[Text excerpt]
━━━━━━━━━━━━━━━━

I also know you’re maybe a little like me, and maybe you watched, in disbelief, as Disneyland announced they were temporarily closing, and then Walt Disney World, our most magical place, shut its doors. And then, because you get all the e-mails, you realized every cruise line was suspending the next 30 days of departures. And then your inbox was suddenly flooded by every sort of business you’d ever given your e-mail address to, all giving you the low-down on their own lock-down procedures, all exhibiting a collective “abundance of caution”, everywhere from Amazon.com and the online site from which you buy your cleaning supplies, to the place from which you’ve never bought so much as a cup of tea, and the shop for whose newsletter you signed up for just the once twelve years ago to get a discount code on the bottle of shampoo you never even used.
They were all putting plans into effect. All of them.
Meanwhile, you’re being told to stay home, practice social distancing, socialize only online and via FaceTime meetings — but for the love of all that is holy, don’t go anywhere, not even to the grocery store if you can help it. (They don’t have any toilet paper there anyway, so … )

━━━━━━━━━━━━━━━━

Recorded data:
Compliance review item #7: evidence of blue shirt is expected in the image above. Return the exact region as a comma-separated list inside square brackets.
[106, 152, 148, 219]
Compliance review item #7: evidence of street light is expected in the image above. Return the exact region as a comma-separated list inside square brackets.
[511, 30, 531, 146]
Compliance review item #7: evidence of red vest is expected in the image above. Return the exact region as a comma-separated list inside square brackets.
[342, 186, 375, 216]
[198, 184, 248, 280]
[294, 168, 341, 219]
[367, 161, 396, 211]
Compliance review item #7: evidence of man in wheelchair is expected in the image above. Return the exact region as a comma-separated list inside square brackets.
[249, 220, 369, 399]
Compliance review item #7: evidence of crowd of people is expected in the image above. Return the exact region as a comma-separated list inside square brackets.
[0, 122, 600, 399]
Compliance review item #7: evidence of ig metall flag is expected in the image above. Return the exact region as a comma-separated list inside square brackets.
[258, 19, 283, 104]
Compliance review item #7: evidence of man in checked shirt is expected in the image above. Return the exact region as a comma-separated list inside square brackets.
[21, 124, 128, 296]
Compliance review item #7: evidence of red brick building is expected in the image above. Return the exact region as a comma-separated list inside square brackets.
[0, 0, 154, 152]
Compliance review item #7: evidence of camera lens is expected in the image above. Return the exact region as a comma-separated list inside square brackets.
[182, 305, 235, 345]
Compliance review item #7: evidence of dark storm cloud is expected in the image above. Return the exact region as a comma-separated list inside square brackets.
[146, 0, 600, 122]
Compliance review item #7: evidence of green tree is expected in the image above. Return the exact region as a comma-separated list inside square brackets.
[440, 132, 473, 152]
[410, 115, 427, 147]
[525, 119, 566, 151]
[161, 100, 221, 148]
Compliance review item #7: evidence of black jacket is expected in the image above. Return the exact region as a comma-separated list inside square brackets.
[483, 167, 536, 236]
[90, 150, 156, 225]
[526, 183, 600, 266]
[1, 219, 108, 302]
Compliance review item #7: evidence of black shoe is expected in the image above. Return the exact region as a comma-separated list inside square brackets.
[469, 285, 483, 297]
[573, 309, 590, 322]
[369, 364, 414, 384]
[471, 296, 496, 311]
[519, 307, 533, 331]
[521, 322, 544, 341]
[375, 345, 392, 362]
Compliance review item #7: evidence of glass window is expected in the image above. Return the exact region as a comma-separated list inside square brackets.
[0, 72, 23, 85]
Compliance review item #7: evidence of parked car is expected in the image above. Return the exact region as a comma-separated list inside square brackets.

━━━━━━━━━━━━━━━━

[Job 1] Return the passage about the closures and lock-downs from "Meanwhile, you’re being" up to and including "anyway, so … )", word for word.
[Job 2] Shift every bounding-box coordinate in the answers of the listing by adding -85 to it, and give the lines again with their requests, from the line with "Compliance review item #7: evidence of ig" up to and including the line with "[258, 19, 283, 104]". Return only those lines.

[Correct output 1]
Meanwhile, you’re being told to stay home, practice social distancing, socialize only online and via FaceTime meetings — but for the love of all that is holy, don’t go anywhere, not even to the grocery store if you can help it. (They don’t have any toilet paper there anyway, so … )

[Correct output 2]
Compliance review item #7: evidence of ig metall flag is expected in the image above. Return the exact region as a comma-separated list inside square brackets.
[173, -66, 198, 19]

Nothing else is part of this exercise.